(Annotation dataset entries)
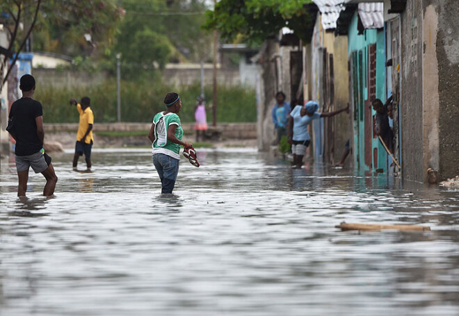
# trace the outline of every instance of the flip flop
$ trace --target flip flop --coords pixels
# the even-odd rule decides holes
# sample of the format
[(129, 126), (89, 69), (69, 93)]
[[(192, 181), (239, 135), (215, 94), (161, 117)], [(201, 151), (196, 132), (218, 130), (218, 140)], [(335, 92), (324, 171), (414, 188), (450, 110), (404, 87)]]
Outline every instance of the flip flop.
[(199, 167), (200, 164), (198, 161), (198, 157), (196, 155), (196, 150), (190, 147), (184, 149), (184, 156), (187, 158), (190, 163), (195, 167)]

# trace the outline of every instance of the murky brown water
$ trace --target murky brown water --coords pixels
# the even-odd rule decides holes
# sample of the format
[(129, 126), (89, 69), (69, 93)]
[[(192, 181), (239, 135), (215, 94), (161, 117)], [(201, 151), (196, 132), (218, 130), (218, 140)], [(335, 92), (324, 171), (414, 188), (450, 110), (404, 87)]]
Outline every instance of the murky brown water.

» **Stated goal**: Reproduce all of the entries above word for word, leaving out the pictures.

» **Task result**:
# trace the outline of every instance of the flip flop
$ trace --target flip flop --coords pixels
# the even-odd rule decides holes
# sample of the format
[(129, 126), (89, 69), (69, 93)]
[[(192, 181), (239, 135), (215, 94), (161, 117)], [(201, 151), (196, 132), (218, 130), (218, 140)], [(335, 92), (324, 171), (414, 188), (450, 110), (404, 87)]]
Outline every instance of the flip flop.
[(199, 167), (200, 164), (198, 161), (198, 157), (196, 155), (196, 150), (190, 147), (184, 149), (184, 156), (187, 158), (190, 163), (195, 167)]

# trace the outline of every instance of the murky brown water
$ trace --target murky brown water --coords pixels
# the even-odd rule decides holes
# sample of the format
[(129, 126), (89, 69), (69, 93)]
[[(192, 181), (239, 135), (215, 94), (161, 117)], [(201, 151), (196, 132), (218, 130), (218, 140)], [(335, 92), (324, 171), (414, 188), (450, 110), (404, 87)]]
Outline every instance of the murky brown water.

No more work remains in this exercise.